SELECTED EXCERPT start

Somewhere in the past, Dario Argento once contemplated an idea of taping a row of sharp needles underneath the eyes of cinema audiences viewing his films, thus making it impossible for them to look away even during the goriest scenes. For obvious reasons, this idea never came to fruition, but he did hold on to the concept and in 1987 realised it in the silver screen instead–and so, the film Opera was born. Starring Christina Marsillach, Ian Charleson, Urbano Baberini and Daria Nicolodi, with a soundtrack boasting such names as Brian Eno and Claudio Simonetti, Opera continues in the footsteps of the maestro’s previous works.  It’s gruesome death scenes and hauntingly beautiful cinematography have enthralled audiences for decades and now, thanks to CultFilms gorgeous 2K restoration, we have an opportunity to see it in all its colourful glory.

Opera follows an aspiring young singer named Betty (Marsillach). After the great diva Mara Cecova is injured in a freak accident, Betty, Cecova’s understudy, finds herself thrust in to a leading role in an avant-garde production of Verdi’s Macbeth. Despite her initial hesitations, Betty’s performance turns out to be an unequivocal success. However, the new-found fame comes with dark consequences as a masked assailant starts killing the people around her, forcing Betty to be the unwilling witness to his heinous crimes.

SELECTED EXCERPT end

● SHORT EXERCISE 1
According to the Opera review, in what year did Dario Argento bring the film to the screen?
● SHORT EXERCISE 2
Using the Opera review, explain how Betty comes to take the leading role in the production of Verdi's Macbeth.
● SHORT EXERCISE 3
Write the next part of the Opera review, picking up after its last sentence.

INFORMATION PROVIDED start

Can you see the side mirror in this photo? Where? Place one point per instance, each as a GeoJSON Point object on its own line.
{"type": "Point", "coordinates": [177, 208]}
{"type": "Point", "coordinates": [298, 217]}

INFORMATION PROVIDED end

● RESULT 1
1987.

● RESULT 2
The great diva Mara Cecova is injured in a freak accident. Because Betty is Cecova's understudy, she is thrust into the leading role in the avant-garde production.

● RESULT 3
It is of course no coincidence that Argento chose MacBeth as the focal point of his film. The Shakespearian tragedy offers a great backdrop for a horror story but perhaps more importantly, the opera happens to be Argento’s own personal favourite by Verdi.  The beauty of the music as well as the brutality of the violence are what attracted him to the piece, and supposedly what ultimately made him choose it as the framework for his story. This is of course very much echoed in the film itself as well as its soundtrack. It is as visually beautiful as it is brutal, and the various pieces of classical music are contrasted with loud and unsettling heavy metal compositions. In the interview provided in the extra features of the release, Argento muses on how, with Opera, he wanted to create his own version of Macbeth and while the film may not be a direct copy of the story, it certainly resonates many key points of the play, such as manipulation, guilt and inevitable madness. Much like Macbeth, Betty too receives a prediction of her forthcoming fortune, only not from witches, but via anonymous phone calls. The parallels between the Scottish general’s ambitious wife and the masked killer’s depraved lady love are also indisputable and while Betty’s ending may not be quite as tragic as Macbeth’s, in the end she too is left wracked with guilt.  The famous curse that follows the so-called Scottish play of course also plays its part in the story, and as it goes, even the film set was not immune, as the production was haunted by a series of weird accidents (including Ian Charleson breaking his leg and putting the filming on hold for a while).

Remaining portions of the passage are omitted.